START Records shown

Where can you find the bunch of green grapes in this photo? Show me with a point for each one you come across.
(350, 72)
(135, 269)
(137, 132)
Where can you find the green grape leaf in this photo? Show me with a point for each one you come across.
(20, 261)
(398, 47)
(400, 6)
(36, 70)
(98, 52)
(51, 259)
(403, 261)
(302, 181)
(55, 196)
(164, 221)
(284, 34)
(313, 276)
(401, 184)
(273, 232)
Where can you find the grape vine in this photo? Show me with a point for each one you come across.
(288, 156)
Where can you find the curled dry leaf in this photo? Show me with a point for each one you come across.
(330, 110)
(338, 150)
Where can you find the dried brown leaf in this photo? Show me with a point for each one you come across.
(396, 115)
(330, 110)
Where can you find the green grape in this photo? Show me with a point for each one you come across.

END Records shown

What you need to do => Using the exact wording, transcribe all the records above.

Solution to the problem =>
Where can you find the bunch of green grapes in this photo? Show me with a point for each one you come across.
(350, 72)
(135, 269)
(137, 132)
Where can you find the green grape leaf in this photo? Show me with a point for each one you come across.
(20, 261)
(398, 47)
(400, 6)
(36, 70)
(98, 52)
(51, 259)
(403, 261)
(302, 181)
(55, 196)
(164, 221)
(284, 34)
(313, 276)
(401, 184)
(273, 232)
Where can you find the grape vine in this photo? Show me with a point for each one you come across.
(288, 156)
Where can you find the curled dry leaf in this photo? Show me with a point for each one you come across.
(330, 110)
(338, 150)
Where can you find the dried brown leaf in this photo? Show me with a point for each one you come across.
(396, 115)
(330, 110)
Where can you find the green grape in this photo? Show me with a point for each one you come across.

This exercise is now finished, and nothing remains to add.